# [Prompt 1]
Summarize the article about Bernadette McAliskey in two sentences.
# [Prompt 2]
Continue the article about Bernadette McAliskey from the point where it ends.

# [Text segment]

By Eamon Sweeney

In the lexicon of Northern Ireland politics the phrase ‘inextricably linked’ has almost become a cliche because of its overuse in a variety of contexts.

However cliched, the name of Bernadette McAliskey will forever remain ‘inextricably linked’ to the Civil Rights movement of the 1960s.

For her part in the Battle of the Bogside in 1969, she served a brief period in jail for incitement to riot.

And, once the youngest woman ever elected to Westminster, in the wake of Bloody Sunday the then Bernadette Devlin, famously crossed the floor of the House of Commons and slapped Home Secretary Reginald Maudling in the face. Maudling had claimed that British Paratroopers had fired in self-defence on January 30, 1972.

She has often been quoted as saying that her only regret over that incident was that ‘I didn’t hit him hard enough.’

In January of 1981 Bernadette and her husband were shot multiple times by loyalists in their home near Coalisland whilst undercover soldiers watched the house. This resulted in strong claims of collusion between loyalist paramilitaries and the security forces.

Today, Bernadette McAliskey runs STEP (South Tyrone Empowerment Programme), a not for profit community development organisation based in Dungannon.

As the 50th anniversary of the Civil Rights demonstration in Derry on October 5 approaches, Bernadette told the Derry News: “I am more concerned with what’s happening today, tomorrow and the day after rather than what happened yesterday.

“I only see value in the past as a way of looking to see what we have learned from it in order to improve the present and as much as we can control it, the future.

[Items listed in a dataset]
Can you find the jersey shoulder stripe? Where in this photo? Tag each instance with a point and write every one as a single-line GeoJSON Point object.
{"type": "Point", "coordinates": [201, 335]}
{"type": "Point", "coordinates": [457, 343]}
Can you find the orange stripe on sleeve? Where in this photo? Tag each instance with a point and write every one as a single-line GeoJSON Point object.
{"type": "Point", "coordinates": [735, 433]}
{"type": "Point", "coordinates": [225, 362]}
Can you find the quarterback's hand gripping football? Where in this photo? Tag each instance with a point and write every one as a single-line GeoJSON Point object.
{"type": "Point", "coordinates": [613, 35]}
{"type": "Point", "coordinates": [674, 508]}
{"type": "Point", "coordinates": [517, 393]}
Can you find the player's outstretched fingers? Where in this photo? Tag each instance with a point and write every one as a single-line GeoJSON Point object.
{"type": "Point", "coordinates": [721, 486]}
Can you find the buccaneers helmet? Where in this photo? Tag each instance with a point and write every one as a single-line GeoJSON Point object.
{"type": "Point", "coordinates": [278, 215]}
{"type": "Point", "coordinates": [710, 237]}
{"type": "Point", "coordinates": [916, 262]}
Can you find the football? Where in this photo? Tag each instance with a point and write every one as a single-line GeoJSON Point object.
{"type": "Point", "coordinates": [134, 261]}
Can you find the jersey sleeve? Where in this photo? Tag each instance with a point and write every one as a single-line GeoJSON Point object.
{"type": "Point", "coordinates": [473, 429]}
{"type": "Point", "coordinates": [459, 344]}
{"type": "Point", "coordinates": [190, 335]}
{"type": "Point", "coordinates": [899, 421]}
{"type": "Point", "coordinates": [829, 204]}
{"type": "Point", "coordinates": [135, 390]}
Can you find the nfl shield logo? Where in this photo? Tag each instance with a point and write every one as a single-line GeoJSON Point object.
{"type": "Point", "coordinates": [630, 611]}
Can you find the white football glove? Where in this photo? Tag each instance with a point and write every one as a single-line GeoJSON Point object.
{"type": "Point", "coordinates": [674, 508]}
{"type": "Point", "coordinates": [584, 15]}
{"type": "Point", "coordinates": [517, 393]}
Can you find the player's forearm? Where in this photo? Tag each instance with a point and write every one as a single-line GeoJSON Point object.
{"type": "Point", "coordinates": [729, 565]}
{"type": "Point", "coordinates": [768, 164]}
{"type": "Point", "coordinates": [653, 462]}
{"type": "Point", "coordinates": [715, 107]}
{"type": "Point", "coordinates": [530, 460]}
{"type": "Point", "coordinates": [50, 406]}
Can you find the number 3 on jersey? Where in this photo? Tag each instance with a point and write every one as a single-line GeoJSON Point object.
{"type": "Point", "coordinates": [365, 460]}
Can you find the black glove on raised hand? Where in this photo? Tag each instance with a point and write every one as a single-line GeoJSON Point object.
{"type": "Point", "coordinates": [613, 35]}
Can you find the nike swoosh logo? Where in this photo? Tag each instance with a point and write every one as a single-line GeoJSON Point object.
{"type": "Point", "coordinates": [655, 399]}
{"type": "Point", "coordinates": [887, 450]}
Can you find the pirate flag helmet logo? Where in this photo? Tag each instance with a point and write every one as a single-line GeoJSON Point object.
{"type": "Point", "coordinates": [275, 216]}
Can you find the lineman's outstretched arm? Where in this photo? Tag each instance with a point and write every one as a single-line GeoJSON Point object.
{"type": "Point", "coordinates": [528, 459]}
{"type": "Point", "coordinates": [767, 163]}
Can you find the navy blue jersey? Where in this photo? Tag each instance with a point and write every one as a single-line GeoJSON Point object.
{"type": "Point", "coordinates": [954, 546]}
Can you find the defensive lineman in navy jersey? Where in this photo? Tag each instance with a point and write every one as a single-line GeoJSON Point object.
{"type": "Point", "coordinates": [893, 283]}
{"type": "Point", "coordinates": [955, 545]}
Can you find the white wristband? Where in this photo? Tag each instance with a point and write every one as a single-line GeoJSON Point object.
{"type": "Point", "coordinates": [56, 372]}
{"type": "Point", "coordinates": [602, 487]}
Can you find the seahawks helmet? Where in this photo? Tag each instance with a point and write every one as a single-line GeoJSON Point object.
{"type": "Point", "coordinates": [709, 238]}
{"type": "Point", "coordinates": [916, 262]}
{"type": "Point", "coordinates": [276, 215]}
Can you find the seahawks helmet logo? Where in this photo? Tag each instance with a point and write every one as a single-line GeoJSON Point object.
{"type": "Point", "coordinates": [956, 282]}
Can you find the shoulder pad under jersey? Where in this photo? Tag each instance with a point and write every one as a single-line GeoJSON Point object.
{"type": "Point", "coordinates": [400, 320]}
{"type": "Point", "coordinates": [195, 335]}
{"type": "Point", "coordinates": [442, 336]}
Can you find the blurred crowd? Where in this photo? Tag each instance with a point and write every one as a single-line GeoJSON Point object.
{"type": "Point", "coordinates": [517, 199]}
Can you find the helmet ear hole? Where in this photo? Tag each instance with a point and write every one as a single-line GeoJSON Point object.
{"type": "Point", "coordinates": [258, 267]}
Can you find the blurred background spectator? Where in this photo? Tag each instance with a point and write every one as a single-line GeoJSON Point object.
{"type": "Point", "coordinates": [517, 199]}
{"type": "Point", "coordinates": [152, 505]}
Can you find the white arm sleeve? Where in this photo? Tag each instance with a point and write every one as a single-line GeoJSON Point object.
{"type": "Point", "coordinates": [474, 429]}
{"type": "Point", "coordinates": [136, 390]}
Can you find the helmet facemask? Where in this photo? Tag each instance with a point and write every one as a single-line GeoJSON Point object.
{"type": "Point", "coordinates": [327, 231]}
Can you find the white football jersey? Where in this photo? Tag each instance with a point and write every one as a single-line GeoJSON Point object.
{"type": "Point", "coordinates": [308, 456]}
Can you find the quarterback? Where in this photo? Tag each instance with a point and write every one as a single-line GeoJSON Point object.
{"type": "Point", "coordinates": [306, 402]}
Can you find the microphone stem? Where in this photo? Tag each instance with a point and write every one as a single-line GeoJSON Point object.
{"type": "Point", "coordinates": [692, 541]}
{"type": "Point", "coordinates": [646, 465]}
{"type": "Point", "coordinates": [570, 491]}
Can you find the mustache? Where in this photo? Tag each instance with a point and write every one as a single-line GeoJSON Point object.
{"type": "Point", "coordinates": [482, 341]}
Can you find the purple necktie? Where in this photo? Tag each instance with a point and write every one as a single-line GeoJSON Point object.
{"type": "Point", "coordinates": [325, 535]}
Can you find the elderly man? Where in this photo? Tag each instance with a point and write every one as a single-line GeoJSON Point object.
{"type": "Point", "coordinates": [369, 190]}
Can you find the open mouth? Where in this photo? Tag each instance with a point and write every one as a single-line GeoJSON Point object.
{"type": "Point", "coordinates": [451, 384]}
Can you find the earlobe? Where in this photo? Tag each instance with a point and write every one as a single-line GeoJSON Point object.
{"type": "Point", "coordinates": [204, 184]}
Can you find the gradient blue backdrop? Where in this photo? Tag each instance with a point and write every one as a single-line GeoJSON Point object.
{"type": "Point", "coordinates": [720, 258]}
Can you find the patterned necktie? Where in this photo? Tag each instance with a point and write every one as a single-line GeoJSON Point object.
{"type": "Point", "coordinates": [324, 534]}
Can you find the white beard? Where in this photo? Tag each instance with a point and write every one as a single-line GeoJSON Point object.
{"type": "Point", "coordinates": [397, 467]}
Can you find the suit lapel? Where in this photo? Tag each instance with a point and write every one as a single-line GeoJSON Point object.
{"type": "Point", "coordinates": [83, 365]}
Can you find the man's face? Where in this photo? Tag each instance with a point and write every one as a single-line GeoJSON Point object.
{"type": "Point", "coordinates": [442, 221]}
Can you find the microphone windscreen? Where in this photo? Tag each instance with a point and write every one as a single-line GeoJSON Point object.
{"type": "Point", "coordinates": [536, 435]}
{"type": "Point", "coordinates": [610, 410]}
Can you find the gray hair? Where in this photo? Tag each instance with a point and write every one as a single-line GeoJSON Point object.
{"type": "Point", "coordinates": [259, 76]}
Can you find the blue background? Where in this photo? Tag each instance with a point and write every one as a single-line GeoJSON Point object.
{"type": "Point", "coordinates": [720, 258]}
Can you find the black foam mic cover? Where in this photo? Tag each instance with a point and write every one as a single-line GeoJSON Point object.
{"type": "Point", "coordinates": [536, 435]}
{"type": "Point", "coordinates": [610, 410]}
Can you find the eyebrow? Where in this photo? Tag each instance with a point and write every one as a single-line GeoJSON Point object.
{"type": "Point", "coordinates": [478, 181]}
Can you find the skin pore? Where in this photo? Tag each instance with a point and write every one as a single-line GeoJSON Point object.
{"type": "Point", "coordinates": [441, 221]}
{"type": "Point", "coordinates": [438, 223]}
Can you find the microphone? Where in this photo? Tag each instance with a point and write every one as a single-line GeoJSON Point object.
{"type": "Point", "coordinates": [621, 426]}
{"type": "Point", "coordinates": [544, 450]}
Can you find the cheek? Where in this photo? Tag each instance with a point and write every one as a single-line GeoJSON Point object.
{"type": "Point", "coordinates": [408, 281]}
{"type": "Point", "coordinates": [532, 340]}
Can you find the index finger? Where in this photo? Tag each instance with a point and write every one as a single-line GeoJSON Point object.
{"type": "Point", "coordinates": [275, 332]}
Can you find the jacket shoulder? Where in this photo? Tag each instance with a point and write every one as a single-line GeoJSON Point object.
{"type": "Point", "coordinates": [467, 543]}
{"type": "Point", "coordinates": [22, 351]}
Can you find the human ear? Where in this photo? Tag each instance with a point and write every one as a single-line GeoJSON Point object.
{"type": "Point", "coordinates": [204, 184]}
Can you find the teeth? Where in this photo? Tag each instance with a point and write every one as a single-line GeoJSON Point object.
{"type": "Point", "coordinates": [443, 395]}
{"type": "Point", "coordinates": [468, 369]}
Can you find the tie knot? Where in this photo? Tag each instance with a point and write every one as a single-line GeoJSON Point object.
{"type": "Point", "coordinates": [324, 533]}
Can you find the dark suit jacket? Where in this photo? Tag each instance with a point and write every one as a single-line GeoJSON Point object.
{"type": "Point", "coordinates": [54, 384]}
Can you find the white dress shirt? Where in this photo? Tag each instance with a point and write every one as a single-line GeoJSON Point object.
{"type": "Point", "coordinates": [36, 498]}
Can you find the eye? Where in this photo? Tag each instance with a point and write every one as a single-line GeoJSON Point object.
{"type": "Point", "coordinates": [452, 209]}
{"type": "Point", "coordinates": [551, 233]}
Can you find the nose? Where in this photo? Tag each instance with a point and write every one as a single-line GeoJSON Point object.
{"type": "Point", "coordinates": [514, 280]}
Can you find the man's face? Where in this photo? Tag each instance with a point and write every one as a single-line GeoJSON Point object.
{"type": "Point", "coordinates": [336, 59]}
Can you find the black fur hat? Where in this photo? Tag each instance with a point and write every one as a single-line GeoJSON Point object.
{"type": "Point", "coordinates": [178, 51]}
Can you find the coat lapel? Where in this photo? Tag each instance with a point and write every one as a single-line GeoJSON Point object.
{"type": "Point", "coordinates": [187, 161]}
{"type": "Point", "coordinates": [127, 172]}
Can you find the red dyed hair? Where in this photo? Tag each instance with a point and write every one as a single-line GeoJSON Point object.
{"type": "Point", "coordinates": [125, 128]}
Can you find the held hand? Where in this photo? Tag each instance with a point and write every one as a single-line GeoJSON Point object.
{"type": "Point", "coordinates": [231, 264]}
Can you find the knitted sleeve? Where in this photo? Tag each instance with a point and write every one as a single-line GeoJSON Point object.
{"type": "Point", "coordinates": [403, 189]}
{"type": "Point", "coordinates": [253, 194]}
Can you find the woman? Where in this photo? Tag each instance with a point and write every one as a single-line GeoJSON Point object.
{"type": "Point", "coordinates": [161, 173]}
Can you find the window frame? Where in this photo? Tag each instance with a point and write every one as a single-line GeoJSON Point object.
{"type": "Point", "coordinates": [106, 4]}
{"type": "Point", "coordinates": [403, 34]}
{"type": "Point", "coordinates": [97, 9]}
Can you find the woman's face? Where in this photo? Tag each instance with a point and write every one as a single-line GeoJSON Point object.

# [Exercise result 1]
Bernadette McAliskey, once the youngest woman elected to Westminster, is closely tied to the 1960s Civil Rights movement; she was jailed for incitement to riot after the Battle of the Bogside, slapped Home Secretary Reginald Maudling after Bloody Sunday, and was shot with her husband by loyalists in 1981. She now runs STEP, a community development organisation in Dungannon, and ahead of the 50th anniversary of the Derry Civil Rights demonstration she said the past matters to her only for what it can teach about improving the present and the future.

# [Exercise result 2]
“Those of us who were young in 1968 were full of hope and ideas. For my part, I looked at the society I lived in everyday as an adult and I wasn’t prepared to leave it unchallenged as I grew older and allow injustice to go unchecked.

“I refuse to call myself a veteran. I don’t like that term, I never did because it allows faux nostalgic territorial ownership over what was done then as opposed to reflection on what should be being done now.

“We need to take a look and say ‘we won battles and lost battles’, but half-a-century later the inequalities we face now are greater than those we faced then.”

Asked what people here are still trying to achieve 50 years after a pivotal day for the civil rights movement Bernadette said: “We are dealing with the inequality of respect for human integrity based on prejudice that has never gone away.

“What we are facing here now is managed and reconfigured economic inequality and a denial of opportunity to access the development of individual human potential.

“It’s based on class prejudice and social prejudice that is also being managed and reconfigured. We have lost solidarity, solidarity and empathy-the qualities that have helped us survive the consequences of standing up and demanding justice. These qualities have significantly diminished since 1998.

“The trauma of the past, the absence of resolution through justice has been endemic as has the emotional capacity of individual families and communities to recover from it. The resolution of that trauma has been seriously impeded by an almost universal collusion that we should never mention the war again.

“We should be using that period of 50 years ago to show those who would claim bragging rights for ’68 would be better served to reflect on strategies an actions for the future. But, nobody wants to have that conversation.

“We tend to think we are unique, but we’re not. We are told our situation is normal now, and they are different definitions of normal, but because a lot of people tell us that, it doesn’t make it true.

“There are different levels of need; a lot of diversity of people involved in everything. People who have the least pay the most whilst the upwardly mobile move to the front of any struggle and then they stop because they don’t want to have to share. When they get up the ladder, they pull the ladder up so no one else can climb up and claim the spoils.”

So, we asked, half-a-century on from 1968 is Bernadette McAliskey saddened when she looks back?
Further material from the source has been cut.